Problem statement =
Quote all of the records below verbatim, line by line, with no changes.

☆ ☆ ☆ ☆ ☆ ☆ ☆

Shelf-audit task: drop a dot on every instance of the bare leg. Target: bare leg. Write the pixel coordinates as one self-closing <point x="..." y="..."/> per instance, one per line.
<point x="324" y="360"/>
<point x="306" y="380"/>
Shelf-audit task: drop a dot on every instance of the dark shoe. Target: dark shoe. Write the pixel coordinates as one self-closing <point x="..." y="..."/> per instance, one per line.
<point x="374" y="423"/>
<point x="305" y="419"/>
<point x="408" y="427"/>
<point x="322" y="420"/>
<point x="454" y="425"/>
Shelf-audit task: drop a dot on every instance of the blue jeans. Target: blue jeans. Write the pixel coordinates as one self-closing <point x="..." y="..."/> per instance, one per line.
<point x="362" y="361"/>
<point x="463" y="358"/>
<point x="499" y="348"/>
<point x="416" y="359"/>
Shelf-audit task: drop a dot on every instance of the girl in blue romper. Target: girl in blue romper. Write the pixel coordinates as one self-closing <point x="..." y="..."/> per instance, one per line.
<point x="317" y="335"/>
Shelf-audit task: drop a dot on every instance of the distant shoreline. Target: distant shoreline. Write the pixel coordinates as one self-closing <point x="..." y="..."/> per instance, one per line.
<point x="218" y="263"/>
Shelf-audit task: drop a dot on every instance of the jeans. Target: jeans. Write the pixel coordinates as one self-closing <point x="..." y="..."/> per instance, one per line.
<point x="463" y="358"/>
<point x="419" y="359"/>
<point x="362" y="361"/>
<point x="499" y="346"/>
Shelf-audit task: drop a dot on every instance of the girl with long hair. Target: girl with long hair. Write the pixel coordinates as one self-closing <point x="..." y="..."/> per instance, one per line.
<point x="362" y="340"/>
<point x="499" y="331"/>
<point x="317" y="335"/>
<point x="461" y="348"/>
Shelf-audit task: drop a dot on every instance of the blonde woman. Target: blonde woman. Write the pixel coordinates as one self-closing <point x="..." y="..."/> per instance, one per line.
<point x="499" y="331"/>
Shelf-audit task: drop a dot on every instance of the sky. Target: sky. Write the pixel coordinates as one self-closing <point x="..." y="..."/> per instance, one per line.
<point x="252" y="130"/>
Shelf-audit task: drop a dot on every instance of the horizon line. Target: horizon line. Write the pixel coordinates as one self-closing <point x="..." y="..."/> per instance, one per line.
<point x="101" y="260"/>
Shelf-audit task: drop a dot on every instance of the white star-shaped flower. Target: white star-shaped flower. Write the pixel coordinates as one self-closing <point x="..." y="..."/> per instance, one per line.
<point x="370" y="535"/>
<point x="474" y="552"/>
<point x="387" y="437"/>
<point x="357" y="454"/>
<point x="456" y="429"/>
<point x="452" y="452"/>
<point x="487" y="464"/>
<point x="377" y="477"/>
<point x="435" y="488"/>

☆ ☆ ☆ ☆ ☆ ☆ ☆

Written solution =
Shelf-audit task: drop a dot on every instance of the bare leg. Target: bare leg. Write the pixel coordinates as one self-closing <point x="..." y="..."/> per instance, one per line.
<point x="324" y="360"/>
<point x="306" y="380"/>
Shelf-audit task: drop a dot on every instance of the dark shoe. Target: dark shoe. Write the pixel coordinates as one self-closing <point x="..." y="..."/> per instance, one per line.
<point x="374" y="423"/>
<point x="305" y="419"/>
<point x="408" y="427"/>
<point x="322" y="420"/>
<point x="454" y="425"/>
Shelf-audit task: drop a dot on every instance of the blue jeans. Target: blue jeans. Write the pixel coordinates as one self-closing <point x="..." y="..."/> per instance, one per line.
<point x="362" y="361"/>
<point x="463" y="358"/>
<point x="499" y="348"/>
<point x="416" y="359"/>
Shelf-audit task: drop a dot on every instance of the girl in blue romper. Target: girl in blue romper. Write the pixel coordinates as one self-closing <point x="..." y="..."/> per instance, one per line.
<point x="317" y="335"/>
Shelf-audit task: drop a dot on every instance of the distant shoreline. Target: distant shoreline. Write the pixel coordinates as one self-closing <point x="..." y="..."/> per instance, one per line.
<point x="218" y="263"/>
Shelf-audit task: drop a dot on every instance of the jeans. Target: jeans. Write the pixel coordinates as one self-closing <point x="..." y="..."/> per instance, one per line.
<point x="463" y="358"/>
<point x="419" y="359"/>
<point x="362" y="361"/>
<point x="499" y="346"/>
Shelf-audit task: drop a dot on every instance of the girl with long hair. Target: girl with long hair. Write the pixel coordinates as one self-closing <point x="..." y="..."/> per instance, one per line.
<point x="362" y="340"/>
<point x="499" y="331"/>
<point x="317" y="335"/>
<point x="461" y="348"/>
Shelf-audit task: drop a dot on every instance of the blonde woman. Target: blonde woman. Write the pixel coordinates as one self-closing <point x="..." y="..."/> per instance, one per line.
<point x="499" y="331"/>
Shelf-audit task: drop a dot on every instance of the sky. Target: sky. Write the pixel coordinates as one self-closing <point x="..." y="..."/> per instance, one per line.
<point x="252" y="130"/>
Shelf-audit task: drop a dot on every instance of the horizon line. Target: horizon line. Write the pixel coordinates as one self-closing <point x="..." y="..."/> per instance, one per line.
<point x="101" y="260"/>
Shelf-audit task: drop a dot on every instance of the white star-shaped flower. Target: white star-shaped flower. Write the pixel coordinates as one self-closing <point x="..." y="..."/> per instance, one per line.
<point x="370" y="535"/>
<point x="474" y="552"/>
<point x="387" y="437"/>
<point x="357" y="454"/>
<point x="456" y="429"/>
<point x="452" y="452"/>
<point x="487" y="464"/>
<point x="377" y="477"/>
<point x="435" y="488"/>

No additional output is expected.